* [WRITTEN INSTRUCTION] Nothing but the line with "The annotator labeled the construction" and the lines after it, through the end of the records below, is to be repeated, exactly as it is.

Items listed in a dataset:
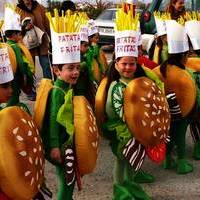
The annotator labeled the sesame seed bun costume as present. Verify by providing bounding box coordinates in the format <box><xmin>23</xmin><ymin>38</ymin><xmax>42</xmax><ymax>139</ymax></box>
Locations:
<box><xmin>0</xmin><ymin>47</ymin><xmax>44</xmax><ymax>200</ymax></box>
<box><xmin>95</xmin><ymin>9</ymin><xmax>170</xmax><ymax>200</ymax></box>
<box><xmin>154</xmin><ymin>15</ymin><xmax>199</xmax><ymax>174</ymax></box>
<box><xmin>4</xmin><ymin>4</ymin><xmax>34</xmax><ymax>106</ymax></box>
<box><xmin>34</xmin><ymin>10</ymin><xmax>99</xmax><ymax>200</ymax></box>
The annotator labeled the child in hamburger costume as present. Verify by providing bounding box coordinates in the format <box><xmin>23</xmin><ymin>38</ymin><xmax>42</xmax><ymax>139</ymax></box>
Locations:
<box><xmin>154</xmin><ymin>16</ymin><xmax>199</xmax><ymax>174</ymax></box>
<box><xmin>34</xmin><ymin>10</ymin><xmax>98</xmax><ymax>200</ymax></box>
<box><xmin>184</xmin><ymin>12</ymin><xmax>200</xmax><ymax>160</ymax></box>
<box><xmin>4</xmin><ymin>4</ymin><xmax>34</xmax><ymax>106</ymax></box>
<box><xmin>96</xmin><ymin>9</ymin><xmax>170</xmax><ymax>200</ymax></box>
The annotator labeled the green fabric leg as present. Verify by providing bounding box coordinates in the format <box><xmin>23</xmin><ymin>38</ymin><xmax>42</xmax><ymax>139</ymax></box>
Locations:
<box><xmin>56</xmin><ymin>166</ymin><xmax>74</xmax><ymax>200</ymax></box>
<box><xmin>113</xmin><ymin>158</ymin><xmax>125</xmax><ymax>184</ymax></box>
<box><xmin>164</xmin><ymin>118</ymin><xmax>193</xmax><ymax>174</ymax></box>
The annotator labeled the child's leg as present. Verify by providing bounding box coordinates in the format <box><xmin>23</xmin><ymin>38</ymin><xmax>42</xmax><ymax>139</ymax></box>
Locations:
<box><xmin>56</xmin><ymin>166</ymin><xmax>74</xmax><ymax>200</ymax></box>
<box><xmin>163</xmin><ymin>122</ymin><xmax>176</xmax><ymax>169</ymax></box>
<box><xmin>175</xmin><ymin>119</ymin><xmax>193</xmax><ymax>174</ymax></box>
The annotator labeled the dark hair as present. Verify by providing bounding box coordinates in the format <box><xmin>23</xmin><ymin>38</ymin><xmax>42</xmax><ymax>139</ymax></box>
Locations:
<box><xmin>106</xmin><ymin>54</ymin><xmax>146</xmax><ymax>94</ymax></box>
<box><xmin>59</xmin><ymin>1</ymin><xmax>76</xmax><ymax>16</ymax></box>
<box><xmin>0</xmin><ymin>81</ymin><xmax>12</xmax><ymax>89</ymax></box>
<box><xmin>166</xmin><ymin>0</ymin><xmax>185</xmax><ymax>20</ymax></box>
<box><xmin>5</xmin><ymin>30</ymin><xmax>21</xmax><ymax>38</ymax></box>
<box><xmin>160</xmin><ymin>52</ymin><xmax>188</xmax><ymax>78</ymax></box>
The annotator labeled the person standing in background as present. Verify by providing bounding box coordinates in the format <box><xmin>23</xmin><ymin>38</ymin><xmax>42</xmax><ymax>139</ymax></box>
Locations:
<box><xmin>17</xmin><ymin>0</ymin><xmax>52</xmax><ymax>79</ymax></box>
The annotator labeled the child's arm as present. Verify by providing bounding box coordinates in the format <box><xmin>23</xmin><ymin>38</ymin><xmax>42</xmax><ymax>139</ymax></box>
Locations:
<box><xmin>49</xmin><ymin>89</ymin><xmax>64</xmax><ymax>162</ymax></box>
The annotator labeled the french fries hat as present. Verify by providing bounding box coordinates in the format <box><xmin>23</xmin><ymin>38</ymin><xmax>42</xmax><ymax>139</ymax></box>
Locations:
<box><xmin>166</xmin><ymin>20</ymin><xmax>189</xmax><ymax>54</ymax></box>
<box><xmin>88</xmin><ymin>19</ymin><xmax>99</xmax><ymax>36</ymax></box>
<box><xmin>4</xmin><ymin>4</ymin><xmax>22</xmax><ymax>31</ymax></box>
<box><xmin>185</xmin><ymin>12</ymin><xmax>200</xmax><ymax>50</ymax></box>
<box><xmin>154</xmin><ymin>12</ymin><xmax>167</xmax><ymax>36</ymax></box>
<box><xmin>46</xmin><ymin>9</ymin><xmax>81</xmax><ymax>64</ymax></box>
<box><xmin>0</xmin><ymin>44</ymin><xmax>13</xmax><ymax>84</ymax></box>
<box><xmin>115</xmin><ymin>9</ymin><xmax>140</xmax><ymax>58</ymax></box>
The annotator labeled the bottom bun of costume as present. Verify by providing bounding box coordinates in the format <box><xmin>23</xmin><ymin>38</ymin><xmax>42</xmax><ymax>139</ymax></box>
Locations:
<box><xmin>153</xmin><ymin>65</ymin><xmax>196</xmax><ymax>117</ymax></box>
<box><xmin>0</xmin><ymin>43</ymin><xmax>17</xmax><ymax>74</ymax></box>
<box><xmin>0</xmin><ymin>106</ymin><xmax>44</xmax><ymax>200</ymax></box>
<box><xmin>95</xmin><ymin>77</ymin><xmax>108</xmax><ymax>127</ymax></box>
<box><xmin>73</xmin><ymin>96</ymin><xmax>99</xmax><ymax>175</ymax></box>
<box><xmin>124</xmin><ymin>77</ymin><xmax>170</xmax><ymax>146</ymax></box>
<box><xmin>185</xmin><ymin>57</ymin><xmax>200</xmax><ymax>72</ymax></box>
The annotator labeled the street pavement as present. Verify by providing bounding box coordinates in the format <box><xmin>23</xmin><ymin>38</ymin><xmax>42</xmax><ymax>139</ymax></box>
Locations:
<box><xmin>21</xmin><ymin>54</ymin><xmax>200</xmax><ymax>200</ymax></box>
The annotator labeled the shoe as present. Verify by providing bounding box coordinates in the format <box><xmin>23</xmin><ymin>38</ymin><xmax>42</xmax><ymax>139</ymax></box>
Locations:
<box><xmin>133</xmin><ymin>170</ymin><xmax>155</xmax><ymax>183</ymax></box>
<box><xmin>163</xmin><ymin>155</ymin><xmax>176</xmax><ymax>169</ymax></box>
<box><xmin>193</xmin><ymin>141</ymin><xmax>200</xmax><ymax>160</ymax></box>
<box><xmin>177</xmin><ymin>159</ymin><xmax>193</xmax><ymax>174</ymax></box>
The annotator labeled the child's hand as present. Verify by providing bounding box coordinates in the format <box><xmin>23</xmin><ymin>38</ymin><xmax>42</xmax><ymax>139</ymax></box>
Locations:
<box><xmin>50</xmin><ymin>148</ymin><xmax>62</xmax><ymax>163</ymax></box>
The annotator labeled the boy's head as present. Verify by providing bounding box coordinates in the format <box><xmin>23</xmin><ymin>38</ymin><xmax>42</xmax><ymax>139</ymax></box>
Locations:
<box><xmin>0</xmin><ymin>82</ymin><xmax>12</xmax><ymax>103</ymax></box>
<box><xmin>53</xmin><ymin>63</ymin><xmax>80</xmax><ymax>85</ymax></box>
<box><xmin>5</xmin><ymin>30</ymin><xmax>22</xmax><ymax>42</ymax></box>
<box><xmin>22</xmin><ymin>17</ymin><xmax>33</xmax><ymax>31</ymax></box>
<box><xmin>89</xmin><ymin>33</ymin><xmax>99</xmax><ymax>45</ymax></box>
<box><xmin>80</xmin><ymin>41</ymin><xmax>89</xmax><ymax>54</ymax></box>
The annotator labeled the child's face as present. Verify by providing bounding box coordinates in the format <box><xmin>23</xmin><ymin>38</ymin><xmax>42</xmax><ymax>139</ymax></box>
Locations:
<box><xmin>56</xmin><ymin>63</ymin><xmax>80</xmax><ymax>85</ymax></box>
<box><xmin>115</xmin><ymin>56</ymin><xmax>137</xmax><ymax>79</ymax></box>
<box><xmin>81</xmin><ymin>42</ymin><xmax>88</xmax><ymax>54</ymax></box>
<box><xmin>90</xmin><ymin>33</ymin><xmax>99</xmax><ymax>44</ymax></box>
<box><xmin>0</xmin><ymin>83</ymin><xmax>12</xmax><ymax>103</ymax></box>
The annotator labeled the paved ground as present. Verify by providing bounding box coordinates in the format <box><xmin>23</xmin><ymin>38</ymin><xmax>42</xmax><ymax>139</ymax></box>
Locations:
<box><xmin>19</xmin><ymin>55</ymin><xmax>200</xmax><ymax>200</ymax></box>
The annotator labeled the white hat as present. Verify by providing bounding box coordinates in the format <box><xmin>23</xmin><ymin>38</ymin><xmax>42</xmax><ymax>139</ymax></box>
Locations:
<box><xmin>126</xmin><ymin>0</ymin><xmax>137</xmax><ymax>4</ymax></box>
<box><xmin>166</xmin><ymin>20</ymin><xmax>189</xmax><ymax>54</ymax></box>
<box><xmin>80</xmin><ymin>25</ymin><xmax>88</xmax><ymax>42</ymax></box>
<box><xmin>51</xmin><ymin>29</ymin><xmax>81</xmax><ymax>64</ymax></box>
<box><xmin>115</xmin><ymin>9</ymin><xmax>140</xmax><ymax>58</ymax></box>
<box><xmin>0</xmin><ymin>47</ymin><xmax>14</xmax><ymax>84</ymax></box>
<box><xmin>88</xmin><ymin>19</ymin><xmax>99</xmax><ymax>36</ymax></box>
<box><xmin>154</xmin><ymin>15</ymin><xmax>167</xmax><ymax>36</ymax></box>
<box><xmin>4</xmin><ymin>6</ymin><xmax>22</xmax><ymax>31</ymax></box>
<box><xmin>185</xmin><ymin>20</ymin><xmax>200</xmax><ymax>50</ymax></box>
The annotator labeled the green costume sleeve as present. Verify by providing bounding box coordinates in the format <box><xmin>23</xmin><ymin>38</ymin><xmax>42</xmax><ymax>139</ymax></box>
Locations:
<box><xmin>57</xmin><ymin>89</ymin><xmax>74</xmax><ymax>144</ymax></box>
<box><xmin>7</xmin><ymin>40</ymin><xmax>34</xmax><ymax>86</ymax></box>
<box><xmin>49</xmin><ymin>89</ymin><xmax>64</xmax><ymax>148</ymax></box>
<box><xmin>143</xmin><ymin>68</ymin><xmax>164</xmax><ymax>91</ymax></box>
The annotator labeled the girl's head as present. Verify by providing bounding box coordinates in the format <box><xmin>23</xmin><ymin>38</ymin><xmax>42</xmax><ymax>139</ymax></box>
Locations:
<box><xmin>80</xmin><ymin>41</ymin><xmax>89</xmax><ymax>54</ymax></box>
<box><xmin>88</xmin><ymin>33</ymin><xmax>99</xmax><ymax>45</ymax></box>
<box><xmin>54</xmin><ymin>63</ymin><xmax>80</xmax><ymax>85</ymax></box>
<box><xmin>0</xmin><ymin>82</ymin><xmax>12</xmax><ymax>103</ymax></box>
<box><xmin>167</xmin><ymin>0</ymin><xmax>185</xmax><ymax>19</ymax></box>
<box><xmin>115</xmin><ymin>56</ymin><xmax>137</xmax><ymax>79</ymax></box>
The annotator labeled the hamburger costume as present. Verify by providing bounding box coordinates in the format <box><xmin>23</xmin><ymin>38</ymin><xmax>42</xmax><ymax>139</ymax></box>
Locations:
<box><xmin>185</xmin><ymin>12</ymin><xmax>200</xmax><ymax>160</ymax></box>
<box><xmin>0</xmin><ymin>39</ymin><xmax>44</xmax><ymax>200</ymax></box>
<box><xmin>4</xmin><ymin>4</ymin><xmax>34</xmax><ymax>106</ymax></box>
<box><xmin>34</xmin><ymin>10</ymin><xmax>98</xmax><ymax>200</ymax></box>
<box><xmin>95</xmin><ymin>9</ymin><xmax>170</xmax><ymax>200</ymax></box>
<box><xmin>154</xmin><ymin>19</ymin><xmax>198</xmax><ymax>174</ymax></box>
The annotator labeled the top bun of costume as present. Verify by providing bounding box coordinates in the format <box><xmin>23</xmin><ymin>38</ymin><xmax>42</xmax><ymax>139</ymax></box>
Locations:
<box><xmin>45</xmin><ymin>10</ymin><xmax>99</xmax><ymax>175</ymax></box>
<box><xmin>0</xmin><ymin>106</ymin><xmax>44</xmax><ymax>200</ymax></box>
<box><xmin>185</xmin><ymin>12</ymin><xmax>200</xmax><ymax>72</ymax></box>
<box><xmin>113</xmin><ymin>9</ymin><xmax>170</xmax><ymax>146</ymax></box>
<box><xmin>153</xmin><ymin>15</ymin><xmax>196</xmax><ymax>116</ymax></box>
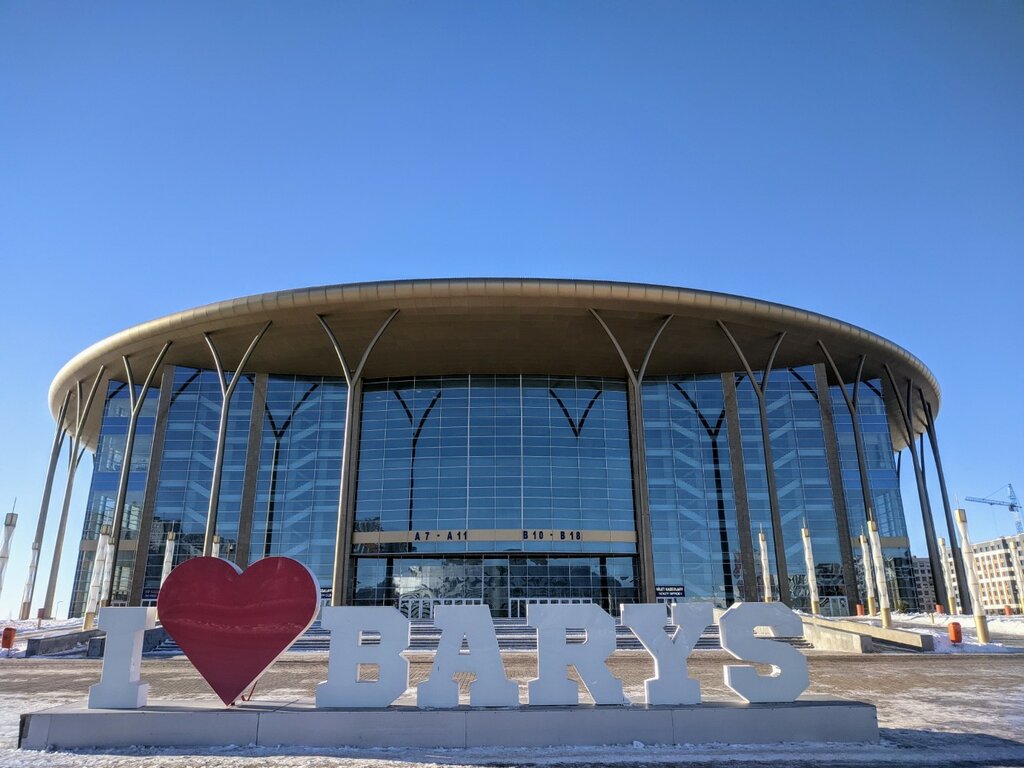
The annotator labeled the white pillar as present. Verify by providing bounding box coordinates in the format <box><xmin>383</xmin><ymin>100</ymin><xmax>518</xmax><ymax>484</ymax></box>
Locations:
<box><xmin>800</xmin><ymin>527</ymin><xmax>821</xmax><ymax>615</ymax></box>
<box><xmin>867</xmin><ymin>520</ymin><xmax>893</xmax><ymax>629</ymax></box>
<box><xmin>22</xmin><ymin>542</ymin><xmax>39</xmax><ymax>617</ymax></box>
<box><xmin>953</xmin><ymin>509</ymin><xmax>988</xmax><ymax>643</ymax></box>
<box><xmin>758</xmin><ymin>530</ymin><xmax>774</xmax><ymax>603</ymax></box>
<box><xmin>939</xmin><ymin>537</ymin><xmax>959</xmax><ymax>615</ymax></box>
<box><xmin>160</xmin><ymin>530</ymin><xmax>178</xmax><ymax>587</ymax></box>
<box><xmin>860</xmin><ymin>534</ymin><xmax>879</xmax><ymax>616</ymax></box>
<box><xmin>99</xmin><ymin>537</ymin><xmax>117</xmax><ymax>607</ymax></box>
<box><xmin>0</xmin><ymin>512</ymin><xmax>17</xmax><ymax>606</ymax></box>
<box><xmin>82</xmin><ymin>525</ymin><xmax>111</xmax><ymax>630</ymax></box>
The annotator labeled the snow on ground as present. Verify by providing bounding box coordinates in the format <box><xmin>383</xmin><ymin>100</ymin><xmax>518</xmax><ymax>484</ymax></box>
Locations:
<box><xmin>893</xmin><ymin>613</ymin><xmax>1024</xmax><ymax>638</ymax></box>
<box><xmin>0</xmin><ymin>654</ymin><xmax>1024</xmax><ymax>768</ymax></box>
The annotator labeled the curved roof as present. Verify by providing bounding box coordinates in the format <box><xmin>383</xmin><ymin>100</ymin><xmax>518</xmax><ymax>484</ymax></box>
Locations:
<box><xmin>49</xmin><ymin>278</ymin><xmax>940</xmax><ymax>447</ymax></box>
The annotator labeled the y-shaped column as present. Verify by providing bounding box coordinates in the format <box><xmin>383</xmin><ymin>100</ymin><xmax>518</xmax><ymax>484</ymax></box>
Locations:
<box><xmin>99</xmin><ymin>341</ymin><xmax>172</xmax><ymax>607</ymax></box>
<box><xmin>718</xmin><ymin>321</ymin><xmax>790</xmax><ymax>605</ymax></box>
<box><xmin>590</xmin><ymin>309</ymin><xmax>675</xmax><ymax>603</ymax></box>
<box><xmin>203</xmin><ymin>321</ymin><xmax>270</xmax><ymax>557</ymax></box>
<box><xmin>882</xmin><ymin>362</ymin><xmax>950</xmax><ymax>611</ymax></box>
<box><xmin>18</xmin><ymin>389</ymin><xmax>71</xmax><ymax>622</ymax></box>
<box><xmin>316</xmin><ymin>309</ymin><xmax>398</xmax><ymax>605</ymax></box>
<box><xmin>918</xmin><ymin>387</ymin><xmax>970</xmax><ymax>613</ymax></box>
<box><xmin>43</xmin><ymin>366</ymin><xmax>105</xmax><ymax>618</ymax></box>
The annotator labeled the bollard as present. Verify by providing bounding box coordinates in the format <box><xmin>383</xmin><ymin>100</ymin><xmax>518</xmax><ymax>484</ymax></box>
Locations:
<box><xmin>949</xmin><ymin>622</ymin><xmax>964</xmax><ymax>645</ymax></box>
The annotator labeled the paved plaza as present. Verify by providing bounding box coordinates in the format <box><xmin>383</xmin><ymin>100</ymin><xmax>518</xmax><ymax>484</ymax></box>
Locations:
<box><xmin>0</xmin><ymin>651</ymin><xmax>1024</xmax><ymax>768</ymax></box>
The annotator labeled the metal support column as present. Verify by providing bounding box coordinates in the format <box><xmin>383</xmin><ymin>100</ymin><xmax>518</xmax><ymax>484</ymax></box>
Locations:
<box><xmin>18</xmin><ymin>389</ymin><xmax>71</xmax><ymax>622</ymax></box>
<box><xmin>814</xmin><ymin>362</ymin><xmax>857</xmax><ymax>607</ymax></box>
<box><xmin>0</xmin><ymin>512</ymin><xmax>17</xmax><ymax>595</ymax></box>
<box><xmin>883</xmin><ymin>362</ymin><xmax>950</xmax><ymax>610</ymax></box>
<box><xmin>722</xmin><ymin>372</ymin><xmax>758</xmax><ymax>601</ymax></box>
<box><xmin>43</xmin><ymin>366</ymin><xmax>106</xmax><ymax>618</ymax></box>
<box><xmin>818</xmin><ymin>348</ymin><xmax>874</xmax><ymax>522</ymax></box>
<box><xmin>717</xmin><ymin>321</ymin><xmax>791</xmax><ymax>605</ymax></box>
<box><xmin>918</xmin><ymin>387</ymin><xmax>970</xmax><ymax>613</ymax></box>
<box><xmin>128</xmin><ymin>366</ymin><xmax>174</xmax><ymax>605</ymax></box>
<box><xmin>316</xmin><ymin>309</ymin><xmax>398</xmax><ymax>605</ymax></box>
<box><xmin>590</xmin><ymin>308</ymin><xmax>674</xmax><ymax>603</ymax></box>
<box><xmin>203</xmin><ymin>321</ymin><xmax>271</xmax><ymax>557</ymax></box>
<box><xmin>233</xmin><ymin>374</ymin><xmax>269</xmax><ymax>568</ymax></box>
<box><xmin>99</xmin><ymin>341</ymin><xmax>173</xmax><ymax>607</ymax></box>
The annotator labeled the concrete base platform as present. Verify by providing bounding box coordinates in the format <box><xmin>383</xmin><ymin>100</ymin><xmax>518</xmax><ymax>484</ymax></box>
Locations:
<box><xmin>18</xmin><ymin>696</ymin><xmax>879</xmax><ymax>750</ymax></box>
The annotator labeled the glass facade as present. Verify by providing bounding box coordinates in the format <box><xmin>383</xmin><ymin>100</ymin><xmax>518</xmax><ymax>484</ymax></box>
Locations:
<box><xmin>353</xmin><ymin>555</ymin><xmax>637</xmax><ymax>618</ymax></box>
<box><xmin>355</xmin><ymin>375</ymin><xmax>636</xmax><ymax>554</ymax></box>
<box><xmin>829</xmin><ymin>379</ymin><xmax>924</xmax><ymax>610</ymax></box>
<box><xmin>249</xmin><ymin>376</ymin><xmax>348</xmax><ymax>586</ymax></box>
<box><xmin>643</xmin><ymin>376</ymin><xmax>743</xmax><ymax>607</ymax></box>
<box><xmin>142</xmin><ymin>368</ymin><xmax>253</xmax><ymax>602</ymax></box>
<box><xmin>353</xmin><ymin>375</ymin><xmax>636</xmax><ymax>615</ymax></box>
<box><xmin>73</xmin><ymin>354</ymin><xmax>915</xmax><ymax>616</ymax></box>
<box><xmin>736</xmin><ymin>366</ymin><xmax>845</xmax><ymax>608</ymax></box>
<box><xmin>69</xmin><ymin>381</ymin><xmax>157</xmax><ymax>615</ymax></box>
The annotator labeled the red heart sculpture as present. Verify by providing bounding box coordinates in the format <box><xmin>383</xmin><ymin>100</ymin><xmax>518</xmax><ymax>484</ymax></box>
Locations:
<box><xmin>157</xmin><ymin>557</ymin><xmax>319</xmax><ymax>706</ymax></box>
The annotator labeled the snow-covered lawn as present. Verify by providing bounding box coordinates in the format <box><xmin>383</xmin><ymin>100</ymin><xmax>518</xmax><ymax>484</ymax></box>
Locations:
<box><xmin>0</xmin><ymin>654</ymin><xmax>1024</xmax><ymax>768</ymax></box>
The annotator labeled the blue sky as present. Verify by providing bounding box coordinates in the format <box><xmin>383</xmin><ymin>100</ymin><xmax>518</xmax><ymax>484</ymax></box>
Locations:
<box><xmin>0</xmin><ymin>0</ymin><xmax>1024</xmax><ymax>617</ymax></box>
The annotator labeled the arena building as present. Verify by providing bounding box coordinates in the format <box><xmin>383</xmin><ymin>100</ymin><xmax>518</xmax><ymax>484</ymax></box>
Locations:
<box><xmin>23</xmin><ymin>279</ymin><xmax>964</xmax><ymax>617</ymax></box>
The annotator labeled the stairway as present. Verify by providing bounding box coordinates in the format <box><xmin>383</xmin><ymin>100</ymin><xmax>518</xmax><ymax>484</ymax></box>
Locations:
<box><xmin>145</xmin><ymin>618</ymin><xmax>814</xmax><ymax>656</ymax></box>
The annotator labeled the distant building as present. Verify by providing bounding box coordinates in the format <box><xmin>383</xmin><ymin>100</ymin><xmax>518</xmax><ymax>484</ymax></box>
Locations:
<box><xmin>913</xmin><ymin>556</ymin><xmax>938</xmax><ymax>611</ymax></box>
<box><xmin>942</xmin><ymin>534</ymin><xmax>1024</xmax><ymax>613</ymax></box>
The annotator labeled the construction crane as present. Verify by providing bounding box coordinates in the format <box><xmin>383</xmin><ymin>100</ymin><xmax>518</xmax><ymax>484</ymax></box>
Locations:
<box><xmin>965</xmin><ymin>482</ymin><xmax>1024</xmax><ymax>534</ymax></box>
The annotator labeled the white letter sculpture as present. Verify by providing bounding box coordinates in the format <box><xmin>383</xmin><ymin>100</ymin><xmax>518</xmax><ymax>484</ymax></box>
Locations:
<box><xmin>416</xmin><ymin>605</ymin><xmax>519</xmax><ymax>709</ymax></box>
<box><xmin>89</xmin><ymin>607</ymin><xmax>157</xmax><ymax>710</ymax></box>
<box><xmin>622</xmin><ymin>603</ymin><xmax>715</xmax><ymax>705</ymax></box>
<box><xmin>526</xmin><ymin>603</ymin><xmax>629</xmax><ymax>705</ymax></box>
<box><xmin>718</xmin><ymin>602</ymin><xmax>810</xmax><ymax>703</ymax></box>
<box><xmin>316</xmin><ymin>605</ymin><xmax>409</xmax><ymax>707</ymax></box>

* [EXERCISE RESULT]
The annotator labeled the construction crane as present. Verify by providing bounding box coordinates in the format <box><xmin>383</xmin><ymin>100</ymin><xmax>518</xmax><ymax>484</ymax></box>
Locations:
<box><xmin>965</xmin><ymin>482</ymin><xmax>1024</xmax><ymax>534</ymax></box>
The annotator labeled the white letter sculpture as present. Verify by providing bounding box coordinates in the format <box><xmin>383</xmin><ymin>100</ymin><xmax>518</xmax><ymax>484</ymax></box>
Locations:
<box><xmin>416</xmin><ymin>605</ymin><xmax>519</xmax><ymax>709</ymax></box>
<box><xmin>89</xmin><ymin>607</ymin><xmax>157</xmax><ymax>710</ymax></box>
<box><xmin>622</xmin><ymin>603</ymin><xmax>715</xmax><ymax>705</ymax></box>
<box><xmin>526</xmin><ymin>603</ymin><xmax>629</xmax><ymax>705</ymax></box>
<box><xmin>718</xmin><ymin>602</ymin><xmax>810</xmax><ymax>703</ymax></box>
<box><xmin>316</xmin><ymin>605</ymin><xmax>409</xmax><ymax>707</ymax></box>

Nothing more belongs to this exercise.